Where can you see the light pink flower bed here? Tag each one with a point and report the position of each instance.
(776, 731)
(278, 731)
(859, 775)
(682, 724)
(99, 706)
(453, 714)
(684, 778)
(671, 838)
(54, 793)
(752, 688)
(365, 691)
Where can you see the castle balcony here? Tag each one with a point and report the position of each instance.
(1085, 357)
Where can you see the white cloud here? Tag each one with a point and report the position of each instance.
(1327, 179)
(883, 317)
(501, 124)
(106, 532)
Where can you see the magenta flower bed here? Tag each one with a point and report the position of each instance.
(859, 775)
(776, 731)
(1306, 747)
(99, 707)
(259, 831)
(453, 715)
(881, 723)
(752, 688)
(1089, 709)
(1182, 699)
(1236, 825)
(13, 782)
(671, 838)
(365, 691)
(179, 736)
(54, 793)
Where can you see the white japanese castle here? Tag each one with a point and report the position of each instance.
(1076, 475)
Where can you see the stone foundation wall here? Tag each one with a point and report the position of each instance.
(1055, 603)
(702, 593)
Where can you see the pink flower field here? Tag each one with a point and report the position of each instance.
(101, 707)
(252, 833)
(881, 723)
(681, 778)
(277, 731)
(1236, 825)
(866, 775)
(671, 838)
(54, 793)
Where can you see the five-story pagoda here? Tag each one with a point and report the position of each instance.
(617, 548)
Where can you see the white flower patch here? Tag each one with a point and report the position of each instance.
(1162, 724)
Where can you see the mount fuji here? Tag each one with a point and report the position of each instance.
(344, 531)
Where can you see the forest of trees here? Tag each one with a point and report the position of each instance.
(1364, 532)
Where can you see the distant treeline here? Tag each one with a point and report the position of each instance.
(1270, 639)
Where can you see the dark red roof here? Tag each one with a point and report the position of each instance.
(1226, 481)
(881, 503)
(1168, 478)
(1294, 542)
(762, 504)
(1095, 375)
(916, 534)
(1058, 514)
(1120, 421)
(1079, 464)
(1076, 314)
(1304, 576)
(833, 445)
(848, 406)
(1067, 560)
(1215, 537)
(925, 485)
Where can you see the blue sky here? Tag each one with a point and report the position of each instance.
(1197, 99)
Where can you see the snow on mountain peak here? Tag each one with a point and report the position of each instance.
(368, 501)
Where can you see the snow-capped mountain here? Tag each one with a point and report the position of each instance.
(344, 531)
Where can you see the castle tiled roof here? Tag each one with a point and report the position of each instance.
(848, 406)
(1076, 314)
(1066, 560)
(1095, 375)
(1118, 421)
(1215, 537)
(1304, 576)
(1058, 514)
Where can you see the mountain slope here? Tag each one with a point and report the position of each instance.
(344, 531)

◆ ◆ ◆ ◆ ◆

» Your objective: Can you rewrite the rows from the line that has "Where can you see the magenta" through the line that has "(1270, 639)", changing every "flower" to "blossom" and leaving everything else as it is?

» Exercise answer:
Where can you see the magenta blossom bed here? Tag each one with a point and report the position of each instance.
(859, 775)
(776, 731)
(1306, 747)
(99, 707)
(259, 831)
(453, 715)
(881, 723)
(752, 688)
(1089, 709)
(1182, 699)
(1236, 825)
(13, 782)
(671, 838)
(365, 691)
(179, 736)
(54, 793)
Where can you see the white japanese castle here? Tag each one with a point and report the position of each instance.
(1076, 475)
Where can you see the stone foundation wall here? Tag each one with a point and report the position of each instance.
(1055, 603)
(702, 593)
Where can you see the pink blossom field here? Tag each one with a point and report the position of each instance.
(101, 707)
(252, 833)
(881, 723)
(681, 778)
(277, 731)
(1236, 825)
(866, 775)
(671, 838)
(54, 793)
Where can you see the five-story pagoda here? Tag each one with a point and report the position of each instance.
(617, 548)
Where can you see the white blossom patch here? Tag each one with a point and report the position of each instance.
(1162, 724)
Where can you see the mount fuji here? Tag each one with a point and report the position of each instance.
(344, 531)
Where can you see the forest of trees here? Tag each one with a point and report the position of each instance.
(1364, 532)
Where can you see the distant treeline here? Tag each one with a point and report the position of each instance.
(1270, 639)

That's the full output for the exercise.